[GIVEN TASK]: Please count how many lines in the items below contain the word "cloud", treating uppercase and lowercase as different. Reply with the number only.

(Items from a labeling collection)

◇ ◇ ◇ ◇ ◇ ◇ ◇

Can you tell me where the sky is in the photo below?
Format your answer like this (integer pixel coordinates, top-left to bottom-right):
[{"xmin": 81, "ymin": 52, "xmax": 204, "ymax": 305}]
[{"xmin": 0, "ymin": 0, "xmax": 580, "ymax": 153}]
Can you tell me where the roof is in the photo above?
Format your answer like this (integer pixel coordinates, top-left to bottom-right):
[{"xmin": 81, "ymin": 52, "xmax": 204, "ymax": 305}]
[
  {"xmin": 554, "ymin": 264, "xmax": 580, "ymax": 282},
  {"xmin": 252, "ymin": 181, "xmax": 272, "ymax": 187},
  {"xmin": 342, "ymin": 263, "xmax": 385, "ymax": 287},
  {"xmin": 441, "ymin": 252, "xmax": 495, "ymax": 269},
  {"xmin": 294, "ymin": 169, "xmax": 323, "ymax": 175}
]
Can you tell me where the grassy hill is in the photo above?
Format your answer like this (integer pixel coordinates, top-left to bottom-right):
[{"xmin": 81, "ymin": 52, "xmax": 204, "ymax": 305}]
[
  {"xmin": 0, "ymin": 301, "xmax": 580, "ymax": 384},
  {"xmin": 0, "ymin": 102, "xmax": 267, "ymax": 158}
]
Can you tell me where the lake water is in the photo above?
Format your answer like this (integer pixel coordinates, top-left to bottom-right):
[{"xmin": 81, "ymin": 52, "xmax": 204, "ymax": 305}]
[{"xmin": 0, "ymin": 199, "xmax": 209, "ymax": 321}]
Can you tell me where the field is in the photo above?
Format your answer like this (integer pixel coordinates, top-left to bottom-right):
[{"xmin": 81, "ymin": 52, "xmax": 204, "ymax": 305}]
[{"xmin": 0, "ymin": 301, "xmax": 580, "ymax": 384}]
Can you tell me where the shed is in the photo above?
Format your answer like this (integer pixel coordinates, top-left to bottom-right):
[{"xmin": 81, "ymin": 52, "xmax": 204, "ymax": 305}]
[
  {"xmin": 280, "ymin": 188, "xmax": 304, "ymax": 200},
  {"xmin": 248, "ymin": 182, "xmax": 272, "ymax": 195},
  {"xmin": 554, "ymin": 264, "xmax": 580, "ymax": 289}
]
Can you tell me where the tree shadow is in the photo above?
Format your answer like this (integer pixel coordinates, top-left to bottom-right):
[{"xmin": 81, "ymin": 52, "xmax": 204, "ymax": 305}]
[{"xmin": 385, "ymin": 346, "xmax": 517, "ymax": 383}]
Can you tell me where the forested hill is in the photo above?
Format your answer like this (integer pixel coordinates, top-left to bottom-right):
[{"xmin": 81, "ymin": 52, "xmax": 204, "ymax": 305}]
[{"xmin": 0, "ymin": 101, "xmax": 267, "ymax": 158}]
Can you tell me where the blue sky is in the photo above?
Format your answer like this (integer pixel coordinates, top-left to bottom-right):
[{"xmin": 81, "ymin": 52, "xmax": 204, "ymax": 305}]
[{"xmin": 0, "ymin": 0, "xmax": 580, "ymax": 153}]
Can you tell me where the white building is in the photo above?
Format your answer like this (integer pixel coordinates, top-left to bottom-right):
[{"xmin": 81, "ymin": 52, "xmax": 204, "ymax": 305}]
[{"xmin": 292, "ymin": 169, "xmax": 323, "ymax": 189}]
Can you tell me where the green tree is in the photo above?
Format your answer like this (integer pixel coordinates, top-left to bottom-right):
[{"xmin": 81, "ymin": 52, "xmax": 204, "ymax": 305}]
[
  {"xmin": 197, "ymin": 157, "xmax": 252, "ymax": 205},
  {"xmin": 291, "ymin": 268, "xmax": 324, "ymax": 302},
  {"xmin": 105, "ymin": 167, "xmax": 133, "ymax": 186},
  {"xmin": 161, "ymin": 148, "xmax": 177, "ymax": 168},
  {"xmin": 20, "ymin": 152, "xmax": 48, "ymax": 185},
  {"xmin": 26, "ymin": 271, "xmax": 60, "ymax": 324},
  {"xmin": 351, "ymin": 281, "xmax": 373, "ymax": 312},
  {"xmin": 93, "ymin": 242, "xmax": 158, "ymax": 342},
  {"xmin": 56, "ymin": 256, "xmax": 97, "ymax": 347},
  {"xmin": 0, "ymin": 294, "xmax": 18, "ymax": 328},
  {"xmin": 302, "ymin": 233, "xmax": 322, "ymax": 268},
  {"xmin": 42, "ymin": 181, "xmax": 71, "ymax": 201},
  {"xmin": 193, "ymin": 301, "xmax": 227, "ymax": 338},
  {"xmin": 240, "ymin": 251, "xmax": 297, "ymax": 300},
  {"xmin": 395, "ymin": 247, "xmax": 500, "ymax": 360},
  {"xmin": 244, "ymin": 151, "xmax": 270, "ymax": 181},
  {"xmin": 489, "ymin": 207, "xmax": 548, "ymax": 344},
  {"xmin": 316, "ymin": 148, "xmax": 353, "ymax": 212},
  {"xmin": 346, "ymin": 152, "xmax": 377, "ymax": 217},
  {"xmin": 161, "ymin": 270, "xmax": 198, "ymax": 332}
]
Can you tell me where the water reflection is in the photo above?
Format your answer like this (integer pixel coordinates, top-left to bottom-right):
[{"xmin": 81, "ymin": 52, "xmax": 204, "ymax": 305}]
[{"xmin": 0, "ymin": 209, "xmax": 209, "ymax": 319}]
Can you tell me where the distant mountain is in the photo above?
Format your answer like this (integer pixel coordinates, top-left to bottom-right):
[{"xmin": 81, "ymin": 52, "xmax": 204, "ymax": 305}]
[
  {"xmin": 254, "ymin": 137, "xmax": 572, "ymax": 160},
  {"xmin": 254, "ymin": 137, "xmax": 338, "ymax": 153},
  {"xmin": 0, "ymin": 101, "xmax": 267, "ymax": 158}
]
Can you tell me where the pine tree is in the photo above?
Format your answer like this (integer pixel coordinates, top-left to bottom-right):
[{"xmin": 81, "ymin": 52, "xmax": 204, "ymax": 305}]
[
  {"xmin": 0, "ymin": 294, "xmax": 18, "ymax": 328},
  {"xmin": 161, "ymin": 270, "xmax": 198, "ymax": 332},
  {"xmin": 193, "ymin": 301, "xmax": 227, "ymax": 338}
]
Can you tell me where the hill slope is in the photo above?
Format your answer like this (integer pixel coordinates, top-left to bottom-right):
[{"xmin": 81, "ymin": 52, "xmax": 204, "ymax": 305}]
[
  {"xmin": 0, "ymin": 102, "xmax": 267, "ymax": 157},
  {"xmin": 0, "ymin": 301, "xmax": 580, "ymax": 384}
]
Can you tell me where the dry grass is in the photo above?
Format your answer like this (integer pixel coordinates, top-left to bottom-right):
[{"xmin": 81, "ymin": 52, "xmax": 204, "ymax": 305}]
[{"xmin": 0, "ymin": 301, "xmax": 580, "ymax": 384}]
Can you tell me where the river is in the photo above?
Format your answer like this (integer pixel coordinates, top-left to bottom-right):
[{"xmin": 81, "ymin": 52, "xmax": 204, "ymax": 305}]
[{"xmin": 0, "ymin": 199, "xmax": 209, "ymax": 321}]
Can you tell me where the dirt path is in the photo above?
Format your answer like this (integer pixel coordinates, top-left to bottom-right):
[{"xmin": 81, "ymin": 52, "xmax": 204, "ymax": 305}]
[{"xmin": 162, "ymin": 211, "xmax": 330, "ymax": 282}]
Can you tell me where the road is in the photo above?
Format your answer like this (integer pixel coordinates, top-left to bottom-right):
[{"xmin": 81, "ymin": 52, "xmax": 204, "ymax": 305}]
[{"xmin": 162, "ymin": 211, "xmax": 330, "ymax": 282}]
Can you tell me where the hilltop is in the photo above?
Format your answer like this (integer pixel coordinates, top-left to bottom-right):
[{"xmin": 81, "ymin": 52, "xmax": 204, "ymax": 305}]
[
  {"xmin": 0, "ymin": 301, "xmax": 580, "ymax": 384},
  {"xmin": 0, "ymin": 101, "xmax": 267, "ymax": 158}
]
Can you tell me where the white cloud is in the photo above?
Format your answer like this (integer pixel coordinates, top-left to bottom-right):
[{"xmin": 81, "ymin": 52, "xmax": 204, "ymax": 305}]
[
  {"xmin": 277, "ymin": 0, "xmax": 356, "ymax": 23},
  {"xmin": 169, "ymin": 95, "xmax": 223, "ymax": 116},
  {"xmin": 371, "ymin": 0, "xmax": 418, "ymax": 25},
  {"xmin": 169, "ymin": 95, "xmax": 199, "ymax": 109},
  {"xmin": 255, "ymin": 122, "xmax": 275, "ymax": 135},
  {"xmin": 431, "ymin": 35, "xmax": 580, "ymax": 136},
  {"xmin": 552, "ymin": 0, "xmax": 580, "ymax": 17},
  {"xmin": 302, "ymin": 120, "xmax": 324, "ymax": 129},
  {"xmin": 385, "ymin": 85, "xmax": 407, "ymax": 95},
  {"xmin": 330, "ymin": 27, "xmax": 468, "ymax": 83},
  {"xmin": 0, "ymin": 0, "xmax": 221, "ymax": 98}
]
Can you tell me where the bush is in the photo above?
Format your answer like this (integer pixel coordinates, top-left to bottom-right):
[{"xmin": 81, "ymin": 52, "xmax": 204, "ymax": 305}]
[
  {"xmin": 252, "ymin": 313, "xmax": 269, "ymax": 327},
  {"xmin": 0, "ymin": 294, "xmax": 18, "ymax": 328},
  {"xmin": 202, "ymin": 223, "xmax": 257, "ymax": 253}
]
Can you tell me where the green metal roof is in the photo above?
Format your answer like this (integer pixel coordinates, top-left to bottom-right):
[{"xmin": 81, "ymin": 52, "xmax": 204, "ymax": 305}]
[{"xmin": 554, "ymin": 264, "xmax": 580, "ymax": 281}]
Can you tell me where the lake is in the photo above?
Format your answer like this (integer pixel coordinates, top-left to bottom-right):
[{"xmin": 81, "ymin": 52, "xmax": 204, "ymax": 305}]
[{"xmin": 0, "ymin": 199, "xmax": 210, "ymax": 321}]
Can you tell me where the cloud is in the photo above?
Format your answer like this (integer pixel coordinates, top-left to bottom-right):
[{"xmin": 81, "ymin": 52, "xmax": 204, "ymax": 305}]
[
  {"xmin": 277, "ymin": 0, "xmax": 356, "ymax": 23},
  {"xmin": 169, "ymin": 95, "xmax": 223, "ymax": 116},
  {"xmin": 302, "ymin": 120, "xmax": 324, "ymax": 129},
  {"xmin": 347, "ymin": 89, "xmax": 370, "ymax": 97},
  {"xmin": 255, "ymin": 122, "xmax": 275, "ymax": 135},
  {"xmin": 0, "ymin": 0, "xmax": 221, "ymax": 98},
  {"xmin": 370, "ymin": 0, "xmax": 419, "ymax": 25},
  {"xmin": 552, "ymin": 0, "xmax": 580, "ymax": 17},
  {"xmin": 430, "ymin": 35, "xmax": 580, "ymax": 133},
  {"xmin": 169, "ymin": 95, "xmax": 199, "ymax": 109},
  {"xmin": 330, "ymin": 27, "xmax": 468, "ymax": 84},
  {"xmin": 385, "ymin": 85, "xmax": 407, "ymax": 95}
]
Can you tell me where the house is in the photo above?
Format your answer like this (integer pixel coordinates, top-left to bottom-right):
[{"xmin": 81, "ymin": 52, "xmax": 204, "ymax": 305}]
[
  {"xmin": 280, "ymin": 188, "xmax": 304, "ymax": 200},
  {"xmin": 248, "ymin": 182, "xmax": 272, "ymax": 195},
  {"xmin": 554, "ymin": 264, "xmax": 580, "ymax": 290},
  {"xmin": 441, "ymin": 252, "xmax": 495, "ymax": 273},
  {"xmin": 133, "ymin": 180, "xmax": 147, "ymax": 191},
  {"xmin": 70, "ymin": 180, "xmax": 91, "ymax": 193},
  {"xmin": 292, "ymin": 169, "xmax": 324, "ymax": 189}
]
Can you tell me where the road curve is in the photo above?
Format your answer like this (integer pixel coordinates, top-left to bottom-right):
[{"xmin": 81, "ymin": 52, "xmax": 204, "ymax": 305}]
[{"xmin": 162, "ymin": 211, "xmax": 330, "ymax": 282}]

◇ ◇ ◇ ◇ ◇ ◇ ◇

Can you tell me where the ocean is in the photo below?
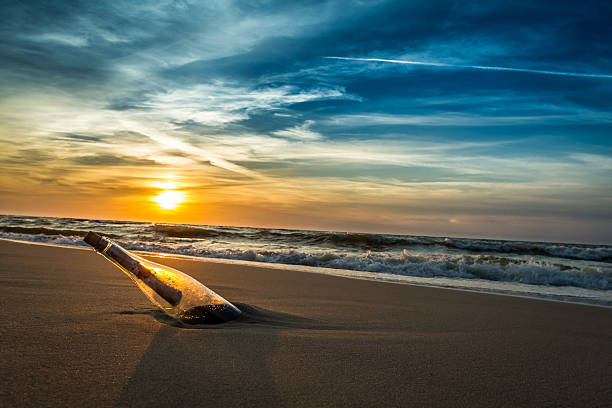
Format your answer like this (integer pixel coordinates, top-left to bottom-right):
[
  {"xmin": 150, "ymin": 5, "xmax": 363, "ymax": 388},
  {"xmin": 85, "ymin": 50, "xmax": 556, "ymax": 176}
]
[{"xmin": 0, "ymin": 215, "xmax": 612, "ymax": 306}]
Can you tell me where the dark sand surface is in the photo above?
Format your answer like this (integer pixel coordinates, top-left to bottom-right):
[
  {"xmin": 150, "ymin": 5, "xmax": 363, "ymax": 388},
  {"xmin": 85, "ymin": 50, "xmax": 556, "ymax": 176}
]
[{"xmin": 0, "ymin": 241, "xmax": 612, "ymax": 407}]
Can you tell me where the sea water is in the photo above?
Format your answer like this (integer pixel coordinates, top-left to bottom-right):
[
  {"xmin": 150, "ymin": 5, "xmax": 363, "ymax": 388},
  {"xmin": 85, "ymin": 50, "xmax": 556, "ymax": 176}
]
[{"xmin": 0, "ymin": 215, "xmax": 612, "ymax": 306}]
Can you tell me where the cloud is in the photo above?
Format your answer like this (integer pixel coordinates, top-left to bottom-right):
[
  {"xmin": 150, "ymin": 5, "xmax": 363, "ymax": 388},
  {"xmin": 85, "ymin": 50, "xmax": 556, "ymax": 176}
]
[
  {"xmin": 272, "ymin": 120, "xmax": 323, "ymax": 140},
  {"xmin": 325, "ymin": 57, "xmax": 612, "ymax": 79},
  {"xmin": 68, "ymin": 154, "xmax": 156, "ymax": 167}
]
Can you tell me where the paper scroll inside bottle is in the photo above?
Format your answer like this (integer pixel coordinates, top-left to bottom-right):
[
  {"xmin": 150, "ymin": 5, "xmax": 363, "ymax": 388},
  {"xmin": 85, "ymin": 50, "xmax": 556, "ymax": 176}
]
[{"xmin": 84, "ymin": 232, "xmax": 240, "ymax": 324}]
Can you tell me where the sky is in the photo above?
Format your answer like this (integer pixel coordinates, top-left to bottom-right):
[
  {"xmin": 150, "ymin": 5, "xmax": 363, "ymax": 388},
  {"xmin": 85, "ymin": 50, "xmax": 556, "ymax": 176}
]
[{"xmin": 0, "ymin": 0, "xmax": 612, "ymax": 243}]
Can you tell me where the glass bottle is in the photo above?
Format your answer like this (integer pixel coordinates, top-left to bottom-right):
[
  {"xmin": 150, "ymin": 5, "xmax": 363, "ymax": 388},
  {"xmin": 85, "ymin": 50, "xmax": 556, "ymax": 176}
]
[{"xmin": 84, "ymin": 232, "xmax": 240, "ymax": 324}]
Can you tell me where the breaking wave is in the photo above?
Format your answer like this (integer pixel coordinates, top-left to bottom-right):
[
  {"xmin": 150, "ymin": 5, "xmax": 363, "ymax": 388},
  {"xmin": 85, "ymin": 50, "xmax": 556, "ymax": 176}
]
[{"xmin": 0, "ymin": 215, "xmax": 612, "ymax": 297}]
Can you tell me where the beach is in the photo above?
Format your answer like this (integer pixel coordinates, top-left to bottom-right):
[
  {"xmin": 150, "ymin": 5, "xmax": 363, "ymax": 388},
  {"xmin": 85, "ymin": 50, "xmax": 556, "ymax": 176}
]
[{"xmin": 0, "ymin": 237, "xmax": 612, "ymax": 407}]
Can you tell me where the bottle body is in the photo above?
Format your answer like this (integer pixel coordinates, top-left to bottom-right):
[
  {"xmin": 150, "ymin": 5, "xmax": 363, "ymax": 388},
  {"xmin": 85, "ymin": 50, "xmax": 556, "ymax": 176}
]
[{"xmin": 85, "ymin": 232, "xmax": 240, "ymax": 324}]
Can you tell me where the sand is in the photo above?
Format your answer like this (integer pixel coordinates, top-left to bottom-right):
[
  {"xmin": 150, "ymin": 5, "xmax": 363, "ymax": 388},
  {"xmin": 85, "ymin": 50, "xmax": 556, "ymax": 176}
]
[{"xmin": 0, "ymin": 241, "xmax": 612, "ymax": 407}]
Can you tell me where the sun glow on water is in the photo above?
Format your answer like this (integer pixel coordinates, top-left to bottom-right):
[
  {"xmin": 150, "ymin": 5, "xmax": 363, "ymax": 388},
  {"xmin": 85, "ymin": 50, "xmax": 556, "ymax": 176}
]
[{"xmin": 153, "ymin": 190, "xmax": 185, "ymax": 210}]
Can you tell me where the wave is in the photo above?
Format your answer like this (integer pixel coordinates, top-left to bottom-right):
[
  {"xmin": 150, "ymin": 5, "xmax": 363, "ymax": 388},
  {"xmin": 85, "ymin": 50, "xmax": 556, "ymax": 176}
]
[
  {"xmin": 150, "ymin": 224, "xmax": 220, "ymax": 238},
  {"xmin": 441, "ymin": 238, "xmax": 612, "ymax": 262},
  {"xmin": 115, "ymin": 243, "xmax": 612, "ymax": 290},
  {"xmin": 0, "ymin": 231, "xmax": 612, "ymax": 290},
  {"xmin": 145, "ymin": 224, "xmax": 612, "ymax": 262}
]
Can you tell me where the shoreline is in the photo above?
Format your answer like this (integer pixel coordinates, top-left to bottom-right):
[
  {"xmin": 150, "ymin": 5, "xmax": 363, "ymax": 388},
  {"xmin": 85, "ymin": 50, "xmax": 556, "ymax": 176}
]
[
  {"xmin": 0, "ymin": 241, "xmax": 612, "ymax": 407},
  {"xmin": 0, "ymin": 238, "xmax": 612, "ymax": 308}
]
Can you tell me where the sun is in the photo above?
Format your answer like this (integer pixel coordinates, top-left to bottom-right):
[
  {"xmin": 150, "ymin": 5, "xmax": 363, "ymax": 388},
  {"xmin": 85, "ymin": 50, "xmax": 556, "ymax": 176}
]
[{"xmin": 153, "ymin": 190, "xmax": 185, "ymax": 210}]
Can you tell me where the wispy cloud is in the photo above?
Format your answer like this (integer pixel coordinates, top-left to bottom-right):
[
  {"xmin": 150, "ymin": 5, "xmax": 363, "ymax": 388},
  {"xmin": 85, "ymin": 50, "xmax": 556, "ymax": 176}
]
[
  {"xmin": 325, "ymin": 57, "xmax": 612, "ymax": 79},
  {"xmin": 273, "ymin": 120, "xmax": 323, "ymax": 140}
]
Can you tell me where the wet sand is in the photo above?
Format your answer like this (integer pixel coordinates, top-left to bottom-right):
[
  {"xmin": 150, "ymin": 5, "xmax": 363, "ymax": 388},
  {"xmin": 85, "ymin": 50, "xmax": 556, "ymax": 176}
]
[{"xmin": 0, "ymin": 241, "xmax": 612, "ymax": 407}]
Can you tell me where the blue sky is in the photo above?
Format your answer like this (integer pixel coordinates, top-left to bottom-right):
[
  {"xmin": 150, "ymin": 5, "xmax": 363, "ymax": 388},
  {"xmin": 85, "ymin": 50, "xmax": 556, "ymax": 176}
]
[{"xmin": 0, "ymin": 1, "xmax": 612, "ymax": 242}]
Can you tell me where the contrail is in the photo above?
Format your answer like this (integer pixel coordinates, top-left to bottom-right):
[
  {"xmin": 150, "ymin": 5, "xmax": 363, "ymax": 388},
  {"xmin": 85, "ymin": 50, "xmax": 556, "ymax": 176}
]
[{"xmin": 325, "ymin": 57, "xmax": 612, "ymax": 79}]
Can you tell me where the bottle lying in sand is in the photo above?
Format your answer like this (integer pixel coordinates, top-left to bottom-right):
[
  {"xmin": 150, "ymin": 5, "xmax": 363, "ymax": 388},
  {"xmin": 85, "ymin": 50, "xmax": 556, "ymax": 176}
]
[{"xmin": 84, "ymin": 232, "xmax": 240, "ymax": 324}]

◇ ◇ ◇ ◇ ◇ ◇ ◇

[PROBLEM SOLUTION]: 4